[TASK]
Output all records exactly, with no images.

[INFORMATION PROVIDED]

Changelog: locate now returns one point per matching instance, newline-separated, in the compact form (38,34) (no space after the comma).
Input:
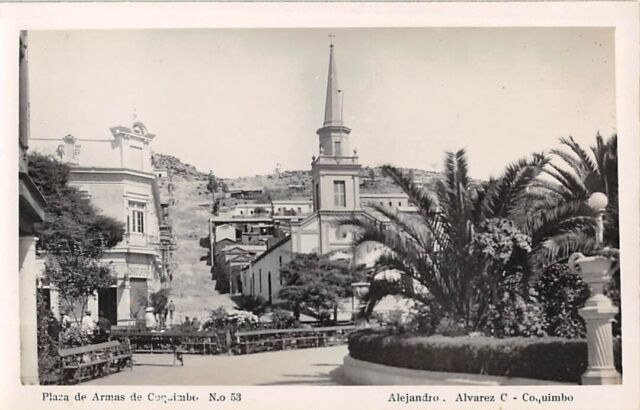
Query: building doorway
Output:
(108,303)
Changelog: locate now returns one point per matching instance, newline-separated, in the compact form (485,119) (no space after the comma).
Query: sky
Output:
(240,101)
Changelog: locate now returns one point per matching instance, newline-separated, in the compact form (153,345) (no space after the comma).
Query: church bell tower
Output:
(336,170)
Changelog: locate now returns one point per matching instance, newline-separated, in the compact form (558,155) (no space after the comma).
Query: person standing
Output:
(165,313)
(171,308)
(88,325)
(65,321)
(104,328)
(149,318)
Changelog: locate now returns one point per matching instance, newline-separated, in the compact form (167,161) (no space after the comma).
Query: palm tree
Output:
(436,248)
(559,220)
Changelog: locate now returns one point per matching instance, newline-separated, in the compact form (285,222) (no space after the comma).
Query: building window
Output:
(339,194)
(136,220)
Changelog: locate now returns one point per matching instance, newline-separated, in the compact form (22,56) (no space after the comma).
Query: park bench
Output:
(283,339)
(87,362)
(175,342)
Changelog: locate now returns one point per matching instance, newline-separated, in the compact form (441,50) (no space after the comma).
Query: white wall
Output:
(269,264)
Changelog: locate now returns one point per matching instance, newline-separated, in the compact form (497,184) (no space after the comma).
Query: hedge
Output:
(548,358)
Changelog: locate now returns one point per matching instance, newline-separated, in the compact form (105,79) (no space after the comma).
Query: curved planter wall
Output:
(366,373)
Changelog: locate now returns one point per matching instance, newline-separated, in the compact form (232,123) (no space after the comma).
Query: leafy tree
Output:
(254,304)
(48,331)
(159,299)
(460,245)
(565,223)
(77,274)
(71,220)
(74,235)
(561,294)
(314,285)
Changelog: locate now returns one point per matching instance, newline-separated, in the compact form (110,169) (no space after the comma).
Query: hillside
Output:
(185,189)
(192,289)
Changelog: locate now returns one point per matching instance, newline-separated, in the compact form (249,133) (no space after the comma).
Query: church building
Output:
(335,174)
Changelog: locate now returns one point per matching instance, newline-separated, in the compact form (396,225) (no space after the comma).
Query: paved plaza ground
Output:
(314,367)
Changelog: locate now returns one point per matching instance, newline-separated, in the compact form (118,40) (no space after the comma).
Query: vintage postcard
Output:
(320,205)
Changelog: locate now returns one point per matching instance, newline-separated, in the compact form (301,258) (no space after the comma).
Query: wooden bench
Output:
(283,339)
(87,362)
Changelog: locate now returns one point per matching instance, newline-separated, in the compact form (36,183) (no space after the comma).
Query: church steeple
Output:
(333,107)
(334,136)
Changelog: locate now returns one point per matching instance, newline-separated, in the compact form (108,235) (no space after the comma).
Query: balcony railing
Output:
(141,240)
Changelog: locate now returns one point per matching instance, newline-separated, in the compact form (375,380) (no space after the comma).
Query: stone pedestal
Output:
(28,311)
(598,313)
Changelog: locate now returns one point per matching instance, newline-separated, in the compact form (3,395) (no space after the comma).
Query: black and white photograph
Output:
(294,206)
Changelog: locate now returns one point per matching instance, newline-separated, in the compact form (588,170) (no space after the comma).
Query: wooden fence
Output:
(241,342)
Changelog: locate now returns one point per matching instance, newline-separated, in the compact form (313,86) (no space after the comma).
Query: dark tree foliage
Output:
(562,293)
(71,220)
(253,303)
(314,285)
(159,300)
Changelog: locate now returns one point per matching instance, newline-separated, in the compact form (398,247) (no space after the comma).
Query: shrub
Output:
(562,294)
(48,331)
(74,337)
(514,316)
(255,304)
(283,319)
(548,358)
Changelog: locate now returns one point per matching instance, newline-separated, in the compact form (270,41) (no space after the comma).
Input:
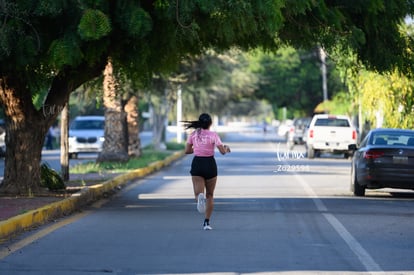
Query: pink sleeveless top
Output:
(204,141)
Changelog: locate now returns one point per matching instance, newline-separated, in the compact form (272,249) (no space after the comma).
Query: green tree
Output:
(49,48)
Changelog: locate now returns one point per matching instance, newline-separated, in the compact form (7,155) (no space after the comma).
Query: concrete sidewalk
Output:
(64,207)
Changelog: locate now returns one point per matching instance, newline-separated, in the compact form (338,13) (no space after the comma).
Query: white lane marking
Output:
(366,260)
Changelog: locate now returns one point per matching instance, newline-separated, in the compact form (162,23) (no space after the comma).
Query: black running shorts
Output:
(205,167)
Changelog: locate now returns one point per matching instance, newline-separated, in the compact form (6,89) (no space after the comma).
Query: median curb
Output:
(76,201)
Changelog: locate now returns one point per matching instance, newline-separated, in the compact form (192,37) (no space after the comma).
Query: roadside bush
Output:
(50,179)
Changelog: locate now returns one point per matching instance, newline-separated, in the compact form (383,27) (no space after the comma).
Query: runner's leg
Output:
(210,186)
(198,185)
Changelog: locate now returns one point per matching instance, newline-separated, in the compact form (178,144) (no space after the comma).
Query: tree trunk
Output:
(115,147)
(26,129)
(64,143)
(134,142)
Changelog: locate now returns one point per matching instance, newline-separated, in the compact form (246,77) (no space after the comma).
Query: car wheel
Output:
(357,189)
(311,152)
(290,144)
(73,155)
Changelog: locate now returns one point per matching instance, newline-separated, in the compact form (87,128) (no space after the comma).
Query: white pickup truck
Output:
(330,133)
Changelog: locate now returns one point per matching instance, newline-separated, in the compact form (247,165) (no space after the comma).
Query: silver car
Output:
(86,135)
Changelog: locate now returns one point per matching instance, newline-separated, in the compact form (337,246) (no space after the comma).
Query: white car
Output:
(86,135)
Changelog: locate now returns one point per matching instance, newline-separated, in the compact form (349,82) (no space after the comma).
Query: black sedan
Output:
(384,159)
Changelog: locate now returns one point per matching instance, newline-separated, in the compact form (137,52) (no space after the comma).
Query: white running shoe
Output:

[RESPONSE BELOW]
Changelog: locate now returns one point per matching instance, newline-separated, in the compact form (38,34) (no space after the comma).
Input:
Query: building doorway
Output:
(108,303)
Changelog: locate now returns one point per matching instance, newline-separated, in the compact form (485,119) (no space after the comma).
Query: sky
Output:
(240,101)
Changelog: locate now returns one point per matching instance, newline-separated, in the compact form (153,345) (no space after the comma).
Query: church bell tower
Output:
(336,170)
Changelog: locate now returns one point per matching instance, newline-separated, in the compact form (558,155) (no space after the comma).
Query: person standing
Output:
(165,313)
(171,308)
(88,325)
(65,321)
(104,328)
(149,318)
Changelog: locate now returns one point per matching instance, newline-separated, in the compact form (167,161) (no space after the comma).
Query: palm tree
Output:
(436,248)
(559,220)
Changelog: locate now returns one point per matching instance, newline-separated, in the compact form (285,222) (no space after the comma).
Query: building window
Output:
(339,194)
(136,220)
Changelog: locate now returns one point per matching instance, newline-separated, in the compact form (22,56) (no space after the comma).
Query: park bench
Output:
(283,339)
(87,362)
(175,342)
Changelog: locate now returns one point per matching instance, newline-separated, in the compact form (441,50) (no space after the comma).
Query: white wall
Output:
(269,264)
Changelog: locate now returns one point per matching instance, newline-separated, in the compact form (497,184) (no space after the comma).
Query: hedge
Output:
(548,358)
Changelog: locate now returns one point per matching instance, newline-separated, in the compact form (105,79) (no space after the comma).
Query: curved planter wall
Output:
(366,373)
Changelog: locate now returns one point per matching instance, newline-separated, in the compact form (232,123) (no space after the comma).
Query: leafy tree
Output:
(254,304)
(48,331)
(159,299)
(460,245)
(565,223)
(77,274)
(71,220)
(74,235)
(561,294)
(314,285)
Changelog: locate now returns one point per matching instance, newline-separated, in the compact form (110,169) (no space after the comma).
Query: hillside
Output:
(185,189)
(192,289)
Changelog: locate now returns one point per matching instance, newline-separated, in the compact form (249,133) (no space after the comma).
Query: church building
Output:
(335,174)
Changelog: locate now returns one point per matching instance, newline-separated, in the compact form (396,225) (no space after the comma).
Query: paved plaza ground
Output:
(314,367)
Changelog: locate now returns one point per matching instance, newline-separated, in the compact form (118,40) (no space after the comma).
Query: vintage postcard
Output:
(320,205)
Changelog: locate now returns one point per matching instance, newline-separated, in the compact form (301,258) (no space after the comma).
Query: wooden bench
Output:
(283,339)
(87,362)
Changelog: locate now returns one point per matching instance, newline-separated, in the compact form (36,183) (no space after the comma).
Query: church steeple
Output:
(333,107)
(334,136)
Changelog: locate now returns one point per matching instance, newline-separated, in the compact form (108,235) (no space after the comma).
Query: balcony railing
Output:
(141,240)
Changelog: locate now returns one point per matching instance, newline-separated, in the compact form (375,380) (no space after the comma).
Query: stone pedestal
Output:
(28,311)
(598,313)
Changelog: locate now returns one point per matching instance, newline-separated, in the compact form (3,395) (no space after the comma).
Query: black and white photograph
Output:
(294,206)
Changelog: locate now returns one point per matching instance, newline-separated, in the compact form (588,170) (no space after the comma).
Query: wooden fence
Output:
(241,342)
Changelog: locate now returns one point per matching instance, newline-separated, in the compact form (313,86) (no space after the comma).
Query: dark tree foliage
Output:
(562,293)
(71,220)
(253,303)
(314,285)
(159,300)
Changelog: locate now returns one point per matching instance, newline-separated, in the compact form (398,247) (no space after the comma).
Query: shrub
Output:
(562,294)
(48,331)
(74,337)
(514,316)
(255,304)
(283,319)
(548,358)
Changelog: locate now returns one point per matching instance, newline-separated, in the compact form (270,41) (no space after the comma).
Input:
Query: pink sleeveless top
Output:
(204,141)
Changelog: locate now returns one point per matching instance, newline-separated, in the compact form (272,249) (no space after the comma).
Query: green tree
Output:
(49,48)
Changelog: locate now returns one point per matching instance, newline-separated, in the compact form (7,155) (no space after the comma).
Query: concrete sidewalk
Output:
(64,207)
Changelog: locate now returns one point per matching instance, newline-separated, in the compact form (338,13) (no space after the comma).
Query: white lane marking
Output:
(366,260)
Changelog: locate now returns one point per matching instance, newline-separated, in the compact form (162,23) (no space after the comma).
Query: black running shorts
Output:
(205,167)
Changelog: locate now returns one point per matching instance, newline-separated, in the compact form (6,89) (no space after the comma).
Query: median curb
Output:
(76,201)
Changelog: locate now returns one point per matching instance, newline-separated, in the compact form (192,37) (no space after the comma).
Query: roadside bush
Output:
(50,179)
Changelog: locate now returns one point per matching instance, newline-separated, in the compact form (383,27) (no space after the comma).
Query: runner's leg
Output:
(210,186)
(198,185)
Changelog: locate now returns one point per matching instance, newline-separated, in the compact form (178,144) (no space after the comma).
Query: tree trunk
Output:
(115,147)
(26,129)
(64,143)
(134,142)
Changelog: locate now returns one point per matching instance, newline-separated, in the compact form (246,77) (no space after the comma).
Query: car wheel
Output:
(357,189)
(311,152)
(290,144)
(73,155)
Changelog: locate now returns one point per matching instance, newline-separated, in the compact form (87,128) (no space after the comma).
Query: white pickup truck
Output:
(330,133)
Changelog: locate now returns one point per matching instance, newline-separated, in the compact form (247,165) (no space after the comma).
Query: silver car
Output:
(86,135)
Changelog: locate now returns one point per matching instance, newline-separated, in the compact form (337,246) (no space after the comma).
Query: white car
Output:
(86,135)
Changelog: locate now returns one point per matching instance, newline-separated, in the compact form (349,82) (no space after the comma).
Query: black sedan
Output:
(384,159)
Changelog: locate now returns one point per matching instance, newline-separated, in the compact form (137,52) (no space after the comma).
Query: white running shoe
Output:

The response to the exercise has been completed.